Some records:
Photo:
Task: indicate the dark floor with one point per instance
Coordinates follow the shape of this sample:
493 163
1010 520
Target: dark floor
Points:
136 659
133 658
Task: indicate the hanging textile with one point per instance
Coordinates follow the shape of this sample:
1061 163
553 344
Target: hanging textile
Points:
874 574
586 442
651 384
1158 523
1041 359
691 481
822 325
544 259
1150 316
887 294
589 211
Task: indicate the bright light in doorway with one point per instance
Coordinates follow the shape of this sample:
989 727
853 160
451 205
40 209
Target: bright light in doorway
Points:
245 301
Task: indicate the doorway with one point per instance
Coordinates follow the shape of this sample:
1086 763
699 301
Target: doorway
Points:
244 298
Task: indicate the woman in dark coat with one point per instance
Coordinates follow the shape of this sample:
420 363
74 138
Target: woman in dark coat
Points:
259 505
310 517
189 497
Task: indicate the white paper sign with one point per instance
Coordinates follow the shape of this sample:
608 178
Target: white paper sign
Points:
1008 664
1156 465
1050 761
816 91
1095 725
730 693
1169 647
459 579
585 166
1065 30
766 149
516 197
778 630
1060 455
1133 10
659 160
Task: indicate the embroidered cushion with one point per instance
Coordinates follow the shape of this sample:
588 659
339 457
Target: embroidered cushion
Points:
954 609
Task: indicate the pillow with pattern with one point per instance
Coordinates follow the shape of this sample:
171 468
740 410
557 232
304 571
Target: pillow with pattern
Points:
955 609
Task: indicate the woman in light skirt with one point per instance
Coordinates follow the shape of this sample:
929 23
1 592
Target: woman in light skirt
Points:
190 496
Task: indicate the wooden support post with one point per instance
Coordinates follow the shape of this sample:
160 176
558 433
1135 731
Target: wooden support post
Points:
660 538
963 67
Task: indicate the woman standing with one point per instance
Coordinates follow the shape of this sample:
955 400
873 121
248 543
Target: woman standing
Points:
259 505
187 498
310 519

EXERCISE AIM
Exactly reproduce every line found in the records.

WRITTEN SOLUTION
Photo:
Task: indicate the dark floor with one point per instance
Coordinates follow the shape of this sample:
493 163
1010 520
Target: dark floor
Points:
136 659
133 658
Task: indicate the hanging textile with one point per instance
Coordinates follow the shape of this sample:
1061 163
553 344
Target: hanging textile
Points:
874 574
586 442
651 384
1158 523
1041 359
691 481
822 325
544 259
1150 316
887 294
589 211
Task: indicate the bright light in doorway with one point per instance
Coordinates follow the shape of this sample:
989 727
853 160
451 205
40 209
Target: bright light in doorway
Points:
245 301
Task: indicate the doorway with one point per instance
Coordinates follow the shape of this sample:
1086 763
699 301
Target: doorway
Points:
244 298
Task: indicate the woman in dark coat with one point per instance
Coordinates follow the shape of this sample:
420 363
74 138
Target: woman in dark coat
Points:
259 505
310 517
189 497
Task: indicate the white paper sign with one point per instance
Coordinates follow the shape of this sample:
608 178
Target: white paper sign
Points:
1008 664
1156 465
1050 761
816 91
1095 725
730 693
1169 647
459 579
585 166
1065 30
766 149
516 197
778 630
1060 455
1133 10
659 160
Task: indicate the embroidered cushion with one point per instance
Coordinates follow the shape of this sample:
588 659
339 457
Target: embroidered cushion
Points:
954 609
Task: indicate the pillow with pattern with one point per instance
Coordinates follow the shape of this sample:
171 468
740 410
557 232
304 571
Target: pillow with pattern
Points:
955 609
Task: indicate the woman in light skirt with one point per instance
Coordinates follow the shape of this sample:
929 23
1 592
Target: woman in light skirt
Points:
190 496
Task: indicate the wooden support post with one point per instance
Coordinates follow the shape of this sample:
160 176
558 433
1135 731
Target: wooden support post
Points:
660 538
963 67
Task: indicate the woman standing with one point per instance
Coordinates follow the shape of this sample:
955 400
873 121
248 543
Target: woman standing
Points:
259 505
187 498
310 519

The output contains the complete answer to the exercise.